* **Task to carry out**:
Show every line below that contains the string "advertising", matching case exactly.

* **Data to use**:
....
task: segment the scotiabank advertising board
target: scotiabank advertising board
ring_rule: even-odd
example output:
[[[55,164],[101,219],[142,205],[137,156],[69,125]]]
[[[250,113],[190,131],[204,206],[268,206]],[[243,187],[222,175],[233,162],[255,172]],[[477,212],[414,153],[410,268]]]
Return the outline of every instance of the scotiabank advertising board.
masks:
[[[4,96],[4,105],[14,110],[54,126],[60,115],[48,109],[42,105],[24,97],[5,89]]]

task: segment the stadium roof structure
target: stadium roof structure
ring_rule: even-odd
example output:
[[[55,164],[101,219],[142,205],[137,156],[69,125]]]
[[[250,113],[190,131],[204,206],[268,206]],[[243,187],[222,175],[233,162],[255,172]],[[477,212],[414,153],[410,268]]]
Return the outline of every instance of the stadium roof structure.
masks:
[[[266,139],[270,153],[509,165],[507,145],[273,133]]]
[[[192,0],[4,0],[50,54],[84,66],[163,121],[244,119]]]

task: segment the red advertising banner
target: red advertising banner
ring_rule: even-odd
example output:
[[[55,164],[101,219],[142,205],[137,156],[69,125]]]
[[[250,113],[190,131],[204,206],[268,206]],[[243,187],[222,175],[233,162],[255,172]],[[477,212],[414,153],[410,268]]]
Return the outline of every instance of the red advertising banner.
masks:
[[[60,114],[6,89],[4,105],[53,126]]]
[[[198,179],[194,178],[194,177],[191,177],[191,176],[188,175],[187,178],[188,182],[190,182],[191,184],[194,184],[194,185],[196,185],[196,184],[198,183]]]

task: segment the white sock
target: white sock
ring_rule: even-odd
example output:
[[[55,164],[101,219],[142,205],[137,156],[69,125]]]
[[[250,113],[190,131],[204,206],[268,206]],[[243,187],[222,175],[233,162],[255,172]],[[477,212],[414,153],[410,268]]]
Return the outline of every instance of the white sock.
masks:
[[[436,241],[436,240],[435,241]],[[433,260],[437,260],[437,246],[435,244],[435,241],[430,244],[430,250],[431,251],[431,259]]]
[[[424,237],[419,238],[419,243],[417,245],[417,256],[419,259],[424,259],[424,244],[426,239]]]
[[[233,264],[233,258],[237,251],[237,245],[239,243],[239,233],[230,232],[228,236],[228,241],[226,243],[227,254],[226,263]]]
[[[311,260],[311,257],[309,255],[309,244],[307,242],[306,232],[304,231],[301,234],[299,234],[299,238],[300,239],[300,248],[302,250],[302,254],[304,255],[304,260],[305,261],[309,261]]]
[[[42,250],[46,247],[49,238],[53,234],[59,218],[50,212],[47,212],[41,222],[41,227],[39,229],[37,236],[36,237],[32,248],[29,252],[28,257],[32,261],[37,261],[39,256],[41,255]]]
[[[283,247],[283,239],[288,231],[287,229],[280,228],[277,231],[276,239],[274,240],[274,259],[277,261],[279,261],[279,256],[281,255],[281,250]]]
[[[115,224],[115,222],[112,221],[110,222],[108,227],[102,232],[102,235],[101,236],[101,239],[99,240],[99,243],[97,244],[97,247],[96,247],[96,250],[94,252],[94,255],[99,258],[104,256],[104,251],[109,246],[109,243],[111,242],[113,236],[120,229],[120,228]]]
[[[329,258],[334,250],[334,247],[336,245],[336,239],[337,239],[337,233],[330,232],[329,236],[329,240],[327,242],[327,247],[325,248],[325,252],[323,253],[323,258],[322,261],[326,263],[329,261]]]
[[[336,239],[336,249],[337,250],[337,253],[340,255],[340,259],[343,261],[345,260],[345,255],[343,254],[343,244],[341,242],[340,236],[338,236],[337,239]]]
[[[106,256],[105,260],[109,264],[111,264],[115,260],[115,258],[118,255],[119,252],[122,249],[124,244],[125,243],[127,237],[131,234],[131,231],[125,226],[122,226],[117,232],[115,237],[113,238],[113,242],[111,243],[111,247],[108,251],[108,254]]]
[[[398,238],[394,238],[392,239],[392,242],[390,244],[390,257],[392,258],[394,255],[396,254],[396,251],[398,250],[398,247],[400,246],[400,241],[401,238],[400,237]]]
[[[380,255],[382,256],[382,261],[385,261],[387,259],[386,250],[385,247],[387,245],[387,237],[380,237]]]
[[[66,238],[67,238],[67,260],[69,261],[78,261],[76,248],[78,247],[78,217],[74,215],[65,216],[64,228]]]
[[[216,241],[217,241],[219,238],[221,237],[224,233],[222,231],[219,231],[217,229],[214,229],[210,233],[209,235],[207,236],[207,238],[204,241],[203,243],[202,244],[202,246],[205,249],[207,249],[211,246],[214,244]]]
....
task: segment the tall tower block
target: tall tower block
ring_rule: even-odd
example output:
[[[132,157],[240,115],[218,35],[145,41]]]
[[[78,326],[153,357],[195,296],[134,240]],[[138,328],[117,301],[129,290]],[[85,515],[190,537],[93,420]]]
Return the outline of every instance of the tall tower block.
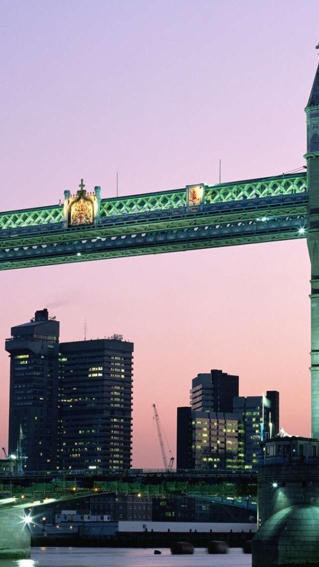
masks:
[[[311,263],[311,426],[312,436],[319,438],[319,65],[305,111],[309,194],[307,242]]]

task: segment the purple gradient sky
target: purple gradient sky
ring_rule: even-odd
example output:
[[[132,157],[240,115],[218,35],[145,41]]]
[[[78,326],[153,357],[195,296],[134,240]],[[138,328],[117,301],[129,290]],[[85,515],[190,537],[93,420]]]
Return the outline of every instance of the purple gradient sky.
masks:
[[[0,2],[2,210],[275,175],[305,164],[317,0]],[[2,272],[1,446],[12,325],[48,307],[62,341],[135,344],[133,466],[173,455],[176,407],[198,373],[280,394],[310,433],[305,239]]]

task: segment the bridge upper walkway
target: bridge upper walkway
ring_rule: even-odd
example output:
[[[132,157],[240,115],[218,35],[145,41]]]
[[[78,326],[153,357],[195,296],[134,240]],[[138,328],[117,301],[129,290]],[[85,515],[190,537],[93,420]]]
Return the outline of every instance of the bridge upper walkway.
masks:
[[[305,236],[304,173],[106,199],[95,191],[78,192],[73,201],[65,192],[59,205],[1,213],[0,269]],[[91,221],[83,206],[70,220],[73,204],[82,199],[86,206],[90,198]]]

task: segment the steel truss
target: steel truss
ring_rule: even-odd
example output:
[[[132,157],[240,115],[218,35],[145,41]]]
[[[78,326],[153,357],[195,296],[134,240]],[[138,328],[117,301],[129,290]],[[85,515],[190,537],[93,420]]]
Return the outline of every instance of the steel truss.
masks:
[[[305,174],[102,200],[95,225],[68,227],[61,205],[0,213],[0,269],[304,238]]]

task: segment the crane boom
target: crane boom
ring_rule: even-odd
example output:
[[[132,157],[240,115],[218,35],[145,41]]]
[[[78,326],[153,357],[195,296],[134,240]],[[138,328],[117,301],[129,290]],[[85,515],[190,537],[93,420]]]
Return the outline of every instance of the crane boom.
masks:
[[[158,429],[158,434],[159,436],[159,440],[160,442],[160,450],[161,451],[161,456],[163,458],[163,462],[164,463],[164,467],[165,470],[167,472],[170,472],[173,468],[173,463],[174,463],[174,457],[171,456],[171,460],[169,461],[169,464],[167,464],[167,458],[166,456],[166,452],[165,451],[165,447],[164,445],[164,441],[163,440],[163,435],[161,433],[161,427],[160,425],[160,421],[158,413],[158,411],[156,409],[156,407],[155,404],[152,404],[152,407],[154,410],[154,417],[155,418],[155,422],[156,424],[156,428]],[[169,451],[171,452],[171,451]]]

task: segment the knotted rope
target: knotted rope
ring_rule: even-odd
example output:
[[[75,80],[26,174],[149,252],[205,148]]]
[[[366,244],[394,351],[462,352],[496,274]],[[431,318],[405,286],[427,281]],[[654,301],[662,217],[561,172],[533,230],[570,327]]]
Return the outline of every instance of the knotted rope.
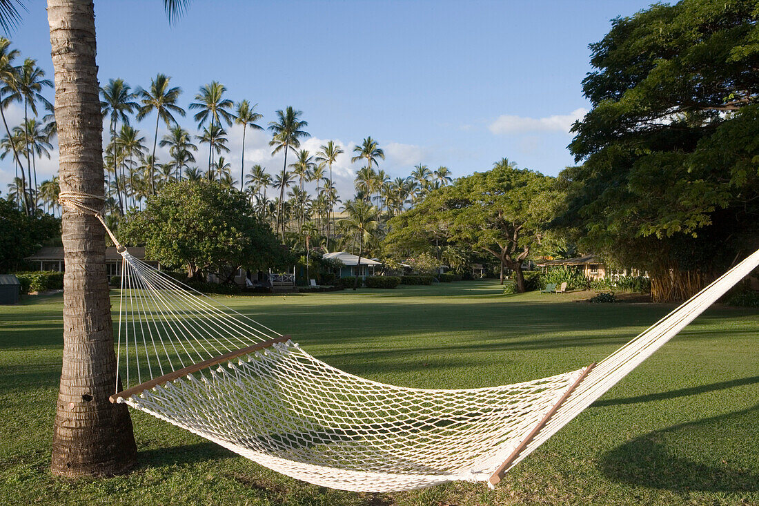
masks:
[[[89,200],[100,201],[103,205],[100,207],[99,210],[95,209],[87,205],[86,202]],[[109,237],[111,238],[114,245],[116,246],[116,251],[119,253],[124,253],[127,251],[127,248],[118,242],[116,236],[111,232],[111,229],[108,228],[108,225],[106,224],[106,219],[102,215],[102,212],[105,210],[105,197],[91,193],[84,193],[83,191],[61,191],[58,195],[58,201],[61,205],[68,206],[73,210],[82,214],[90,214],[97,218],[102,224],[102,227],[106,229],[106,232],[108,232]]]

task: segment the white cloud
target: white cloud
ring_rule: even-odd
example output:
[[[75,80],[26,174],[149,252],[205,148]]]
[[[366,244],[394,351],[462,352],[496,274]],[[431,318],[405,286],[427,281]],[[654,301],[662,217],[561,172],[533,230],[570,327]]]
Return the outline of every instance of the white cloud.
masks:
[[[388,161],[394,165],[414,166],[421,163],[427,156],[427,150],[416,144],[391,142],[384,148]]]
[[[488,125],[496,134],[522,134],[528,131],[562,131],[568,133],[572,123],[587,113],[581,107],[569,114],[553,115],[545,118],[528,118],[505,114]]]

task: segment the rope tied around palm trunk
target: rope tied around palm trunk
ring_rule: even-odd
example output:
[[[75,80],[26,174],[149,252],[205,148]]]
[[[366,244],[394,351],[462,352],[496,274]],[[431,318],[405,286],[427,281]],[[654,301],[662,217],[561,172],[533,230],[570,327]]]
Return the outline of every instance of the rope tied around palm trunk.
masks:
....
* **Result of this exercise**:
task: segment the scotiabank advertising board
target: scotiabank advertising board
Return the outline of every instance of the scotiabank advertising board.
task: segment the red advertising banner
target: red advertising banner
Return the outline of every instance of the red advertising banner.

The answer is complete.